Established in 1854, Fort Craig was a frontier outpost in present-day Socorro County near the Rio Grande. During the Civil War, Union troops stationed there fought in the February 1862 Battle of Valverde, a Confederate victory that presaged the more famous clash at Glorieta Pass that March.

After the war, Buffalo Soldiers staffed the fort, helping to protect settlers against Indian raids. By 1885, the fort was abandoned.

In 2004 archaeologists with the U.S. Bureau of Reclamation—which manages the fort’s cemetery—got a tip that Vietnam veteran and former Air National Guard pilot Dee Brecheisen had repeatedly stolen human remains. Don Alberts, a retired Air Force historian, told authorities he had seen a mummified Buffalo Soldier in Brecheisen’s house decades earlier.

By the time the investigation was launched, however, Brecheisen had died, leaving behind what reclamation archaeologist Mark Hungerford calls a “looters’ paradise,” with Civil War- era artifacts lining Brecheisen’s driveway and gardens. Still, investigators quickly discerned that Brecheisen had divested some of his most valuable acquisitions before his death.

Only the skull remained of the purported Buffalo Soldier skeleton—its curly black hair eerily intact—and the body has yet to be recovered. Unfortunately, the macabre criminal case was dropped after Brecheisen’s death.

Before formal digging, the agency commissioned a ground-penetrating radar study to find other bodies and found 251 coffins with human remains.

The agency began more invasive excavations between August and October 2007, exhuming 67 intact or near-intact bodies—39 men (some with uniforms still visible), two women and 26 infants or small children. Archaeologists also found widespread evidence of looting and desecration, including plastic bags and soda cans tossed inside the coffins. Most bodies from Valverde were gone—thought to be disinterred by the U.S. Army in the late 19th century or simply stolen.

“The looter’s technique would best be described as sloppy,” says Jeffery Hanson, a reclamation archaeologist. “It was basically metal detecting, taking a shovel, digging in the ground, getting what he wanted, throwing what he didn’t want back into the coffin, and then he was off to the next one.”

Scientists are now studying the remains, which will be reburied at appropriate family plots—if next of kin can be established—or at national cemeteries. Archaeologists will continue to educate the public about the impact of looting on historic sites. “We are getting looted to death,” Hanson says. “Looting is big business. We have to have people willing to say that they’ll enforce antiquities laws and put people in jail for this kind of crime.”

| RECORDS PROVIDED |
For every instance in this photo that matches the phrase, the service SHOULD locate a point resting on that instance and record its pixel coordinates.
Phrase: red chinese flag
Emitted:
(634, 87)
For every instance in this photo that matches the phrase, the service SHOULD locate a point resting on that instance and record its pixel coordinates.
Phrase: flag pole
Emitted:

| DIRECTIVES |
1 – Please transcribe the Fort Craig passage word for word, everything from "The agency began" down to "or simply stolen.".
2 – Answer these questions using the Fort Craig passage:
(a) In what year was Fort Craig established?
(b) How many coffins with human remains did the ground-penetrating radar study find?
(c) During which months of 2007 did the more invasive excavations take place?
The material shown here was drawn from a separate source.

| TASK SOLUTIONS |
1 –
The agency began more invasive excavations between August and October 2007, exhuming 67 intact or near-intact bodies—39 men (some with uniforms still visible), two women and 26 infants or small children. Archaeologists also found widespread evidence of looting and desecration, including plastic bags and soda cans tossed inside the coffins. Most bodies from Valverde were gone—thought to be disinterred by the U.S. Army in the late 19th century or simply stolen.

2 –
(a) 1854
(b) 251
(c) August through October